→ **Point-based annotation data**:
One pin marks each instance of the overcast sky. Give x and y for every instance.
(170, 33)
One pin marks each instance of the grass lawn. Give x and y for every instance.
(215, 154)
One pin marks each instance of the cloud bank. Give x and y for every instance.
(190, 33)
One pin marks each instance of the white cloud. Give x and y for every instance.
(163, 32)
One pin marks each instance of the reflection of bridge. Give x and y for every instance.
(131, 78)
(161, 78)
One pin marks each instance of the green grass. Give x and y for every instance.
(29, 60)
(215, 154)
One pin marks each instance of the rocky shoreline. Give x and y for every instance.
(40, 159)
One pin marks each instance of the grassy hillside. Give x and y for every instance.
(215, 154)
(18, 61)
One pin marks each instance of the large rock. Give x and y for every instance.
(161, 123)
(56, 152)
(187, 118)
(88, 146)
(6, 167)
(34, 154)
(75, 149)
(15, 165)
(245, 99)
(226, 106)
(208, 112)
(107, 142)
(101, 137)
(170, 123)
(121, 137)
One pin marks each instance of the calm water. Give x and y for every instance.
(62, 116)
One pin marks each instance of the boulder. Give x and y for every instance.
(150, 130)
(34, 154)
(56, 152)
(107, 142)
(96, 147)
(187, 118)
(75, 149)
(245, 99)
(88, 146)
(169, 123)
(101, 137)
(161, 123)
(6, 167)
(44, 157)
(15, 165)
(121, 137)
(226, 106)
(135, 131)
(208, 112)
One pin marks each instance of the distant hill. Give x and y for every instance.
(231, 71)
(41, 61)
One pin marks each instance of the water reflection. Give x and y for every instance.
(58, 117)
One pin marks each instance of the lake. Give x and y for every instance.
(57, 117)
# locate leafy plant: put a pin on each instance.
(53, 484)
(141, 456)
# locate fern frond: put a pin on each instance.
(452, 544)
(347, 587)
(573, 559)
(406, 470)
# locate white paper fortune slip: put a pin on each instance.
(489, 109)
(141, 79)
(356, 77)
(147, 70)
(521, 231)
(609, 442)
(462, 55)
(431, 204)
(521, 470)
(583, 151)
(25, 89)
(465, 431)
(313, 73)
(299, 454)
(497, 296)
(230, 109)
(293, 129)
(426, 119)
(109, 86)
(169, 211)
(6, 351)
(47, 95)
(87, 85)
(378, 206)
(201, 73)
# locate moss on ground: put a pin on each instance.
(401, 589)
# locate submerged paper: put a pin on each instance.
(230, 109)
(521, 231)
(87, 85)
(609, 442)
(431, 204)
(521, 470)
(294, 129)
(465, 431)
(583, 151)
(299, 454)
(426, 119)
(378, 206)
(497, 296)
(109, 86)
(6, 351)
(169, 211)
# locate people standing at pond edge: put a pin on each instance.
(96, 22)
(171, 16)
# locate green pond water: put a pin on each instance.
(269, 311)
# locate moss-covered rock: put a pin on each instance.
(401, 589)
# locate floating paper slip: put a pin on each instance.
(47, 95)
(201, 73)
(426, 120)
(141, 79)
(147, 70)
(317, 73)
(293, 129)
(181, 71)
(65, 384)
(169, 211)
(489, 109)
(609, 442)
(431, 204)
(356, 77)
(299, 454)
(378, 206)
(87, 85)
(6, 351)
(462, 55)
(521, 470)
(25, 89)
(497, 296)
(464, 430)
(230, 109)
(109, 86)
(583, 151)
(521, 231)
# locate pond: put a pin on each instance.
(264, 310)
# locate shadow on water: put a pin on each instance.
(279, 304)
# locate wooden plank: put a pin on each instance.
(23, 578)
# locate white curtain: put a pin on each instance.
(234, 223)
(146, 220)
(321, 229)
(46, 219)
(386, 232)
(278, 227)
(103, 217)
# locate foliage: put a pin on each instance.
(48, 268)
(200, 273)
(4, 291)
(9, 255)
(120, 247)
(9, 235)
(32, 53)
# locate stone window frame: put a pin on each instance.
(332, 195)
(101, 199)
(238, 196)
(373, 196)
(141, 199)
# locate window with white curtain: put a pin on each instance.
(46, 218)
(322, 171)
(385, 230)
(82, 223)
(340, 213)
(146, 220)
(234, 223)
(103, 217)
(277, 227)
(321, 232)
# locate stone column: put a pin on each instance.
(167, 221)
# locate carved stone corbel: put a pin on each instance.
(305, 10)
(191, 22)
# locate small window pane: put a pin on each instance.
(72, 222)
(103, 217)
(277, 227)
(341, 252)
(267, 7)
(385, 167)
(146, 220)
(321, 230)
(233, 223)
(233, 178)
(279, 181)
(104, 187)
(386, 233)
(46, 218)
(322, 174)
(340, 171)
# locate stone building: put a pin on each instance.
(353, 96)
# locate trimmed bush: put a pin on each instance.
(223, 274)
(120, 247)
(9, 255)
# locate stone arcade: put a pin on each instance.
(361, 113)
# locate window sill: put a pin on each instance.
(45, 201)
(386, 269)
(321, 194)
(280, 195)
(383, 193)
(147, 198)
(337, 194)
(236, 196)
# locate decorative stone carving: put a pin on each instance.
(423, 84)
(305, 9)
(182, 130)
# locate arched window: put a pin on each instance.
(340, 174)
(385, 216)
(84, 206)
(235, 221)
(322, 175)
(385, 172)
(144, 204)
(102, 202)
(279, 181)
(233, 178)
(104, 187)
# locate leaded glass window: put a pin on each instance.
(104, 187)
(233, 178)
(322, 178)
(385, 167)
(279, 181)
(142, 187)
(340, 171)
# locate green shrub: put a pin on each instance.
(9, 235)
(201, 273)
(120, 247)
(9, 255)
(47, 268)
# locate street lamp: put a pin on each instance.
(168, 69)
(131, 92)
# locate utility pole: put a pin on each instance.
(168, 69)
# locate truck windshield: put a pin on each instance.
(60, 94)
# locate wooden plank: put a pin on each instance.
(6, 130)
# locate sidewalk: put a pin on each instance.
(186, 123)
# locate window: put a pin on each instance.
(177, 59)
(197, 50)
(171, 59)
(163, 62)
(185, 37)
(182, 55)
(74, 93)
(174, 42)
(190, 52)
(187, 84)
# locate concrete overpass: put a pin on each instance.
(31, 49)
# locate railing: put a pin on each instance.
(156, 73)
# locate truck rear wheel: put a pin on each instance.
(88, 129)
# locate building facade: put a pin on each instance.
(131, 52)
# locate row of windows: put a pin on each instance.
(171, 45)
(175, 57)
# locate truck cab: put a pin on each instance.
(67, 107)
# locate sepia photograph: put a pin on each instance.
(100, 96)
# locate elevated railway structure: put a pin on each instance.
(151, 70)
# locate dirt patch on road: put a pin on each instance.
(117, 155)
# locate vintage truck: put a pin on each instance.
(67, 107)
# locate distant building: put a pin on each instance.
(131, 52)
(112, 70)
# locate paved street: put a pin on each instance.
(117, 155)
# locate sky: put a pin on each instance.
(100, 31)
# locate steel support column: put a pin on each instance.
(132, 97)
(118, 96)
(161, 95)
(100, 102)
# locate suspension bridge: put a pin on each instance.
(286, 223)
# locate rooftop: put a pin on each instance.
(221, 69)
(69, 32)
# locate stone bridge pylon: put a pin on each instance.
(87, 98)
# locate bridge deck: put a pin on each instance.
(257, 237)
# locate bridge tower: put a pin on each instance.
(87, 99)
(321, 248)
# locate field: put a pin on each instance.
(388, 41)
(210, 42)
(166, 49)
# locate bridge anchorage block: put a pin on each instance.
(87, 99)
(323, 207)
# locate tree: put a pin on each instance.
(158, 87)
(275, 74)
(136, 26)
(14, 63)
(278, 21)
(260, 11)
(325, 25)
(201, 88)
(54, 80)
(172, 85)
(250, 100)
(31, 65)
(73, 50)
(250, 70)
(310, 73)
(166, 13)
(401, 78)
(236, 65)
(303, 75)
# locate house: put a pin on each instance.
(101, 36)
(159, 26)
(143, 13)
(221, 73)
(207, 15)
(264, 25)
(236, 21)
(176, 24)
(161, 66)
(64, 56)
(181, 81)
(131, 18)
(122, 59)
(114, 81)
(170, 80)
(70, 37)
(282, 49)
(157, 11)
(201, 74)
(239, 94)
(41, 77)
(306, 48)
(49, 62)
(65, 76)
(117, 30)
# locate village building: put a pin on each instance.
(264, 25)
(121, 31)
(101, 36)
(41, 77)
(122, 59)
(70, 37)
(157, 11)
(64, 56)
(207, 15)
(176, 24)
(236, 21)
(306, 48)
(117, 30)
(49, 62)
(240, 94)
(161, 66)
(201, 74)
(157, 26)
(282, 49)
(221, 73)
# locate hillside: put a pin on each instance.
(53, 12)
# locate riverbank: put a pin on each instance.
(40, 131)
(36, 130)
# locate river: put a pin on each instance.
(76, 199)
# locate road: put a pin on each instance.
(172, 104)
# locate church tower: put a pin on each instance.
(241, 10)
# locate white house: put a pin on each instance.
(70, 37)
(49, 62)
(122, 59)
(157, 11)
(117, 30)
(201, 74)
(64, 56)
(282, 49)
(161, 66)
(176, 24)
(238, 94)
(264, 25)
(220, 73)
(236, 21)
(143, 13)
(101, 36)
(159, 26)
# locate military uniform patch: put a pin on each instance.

→ **The task**: Put every line starting at the one that contains "# locate paved" and ending at the last line of the rows into a JSON list of strings, one string per line, with blank lines omitted.

→ **Answer to this exercise**:
[
  "# locate paved street: put a pin on each instance.",
  "(117, 155)",
  "# locate sky: put a pin on each instance.",
  "(100, 31)",
  "# locate steel support column: put a pin on each instance.",
  "(132, 97)",
  "(118, 96)",
  "(161, 95)",
  "(100, 102)",
  "# locate suspension bridge: put a pin on each instance.",
  "(286, 223)",
  "# locate rooftop: put a pin on each instance.",
  "(221, 69)",
  "(69, 32)",
  "# locate stone bridge pylon: put a pin on each instance.",
  "(87, 98)",
  "# locate bridge deck: put a pin on each instance.",
  "(257, 237)",
  "# locate bridge tower: put a pin on each instance.",
  "(87, 99)",
  "(321, 248)",
  "# locate field: put a pin on each instance.",
  "(388, 41)",
  "(210, 42)",
  "(166, 49)",
  "# locate bridge anchorage block: put a pin on each instance.",
  "(87, 99)",
  "(323, 207)",
  "# locate tree: put a pin on each instance.",
  "(158, 87)",
  "(275, 74)",
  "(136, 26)",
  "(14, 63)",
  "(278, 21)",
  "(260, 11)",
  "(325, 25)",
  "(201, 88)",
  "(54, 80)",
  "(172, 85)",
  "(250, 100)",
  "(31, 65)",
  "(73, 50)",
  "(250, 70)",
  "(310, 73)",
  "(166, 13)",
  "(401, 78)",
  "(236, 65)",
  "(303, 75)",
  "# locate house: put a pin on each instance.",
  "(101, 36)",
  "(159, 26)",
  "(143, 13)",
  "(221, 73)",
  "(207, 15)",
  "(264, 25)",
  "(236, 21)",
  "(176, 24)",
  "(161, 66)",
  "(64, 56)",
  "(181, 81)",
  "(131, 18)",
  "(122, 59)",
  "(114, 81)",
  "(170, 80)",
  "(70, 37)",
  "(282, 49)",
  "(157, 11)",
  "(201, 74)",
  "(239, 94)",
  "(41, 77)",
  "(306, 48)",
  "(49, 62)",
  "(65, 76)",
  "(117, 30)",
  "# locate village building: put a pin on each instance.",
  "(264, 25)",
  "(121, 31)",
  "(101, 36)",
  "(41, 77)",
  "(122, 59)",
  "(70, 37)",
  "(157, 11)",
  "(64, 56)",
  "(207, 15)",
  "(176, 24)",
  "(236, 21)",
  "(306, 48)",
  "(117, 30)",
  "(49, 62)",
  "(240, 94)",
  "(161, 66)",
  "(201, 74)",
  "(157, 26)",
  "(282, 49)",
  "(221, 73)",
  "# locate hillside: put a pin on each instance.",
  "(53, 12)",
  "# locate riverbank: put a pin on each instance.",
  "(40, 131)",
  "(36, 130)",
  "# locate river: put a pin on each instance.",
  "(76, 199)",
  "# locate road: put a pin on each instance.",
  "(172, 104)",
  "# locate church tower: put a pin on each instance.",
  "(241, 10)",
  "# locate white house: put a pin on each instance.",
  "(70, 37)",
  "(49, 62)",
  "(122, 59)",
  "(157, 11)",
  "(117, 30)",
  "(201, 74)",
  "(64, 56)",
  "(282, 49)",
  "(161, 66)",
  "(176, 24)",
  "(238, 94)",
  "(264, 25)",
  "(220, 73)",
  "(236, 21)",
  "(143, 13)",
  "(101, 36)",
  "(159, 26)",
  "# locate military uniform patch: put a pin on each instance."
]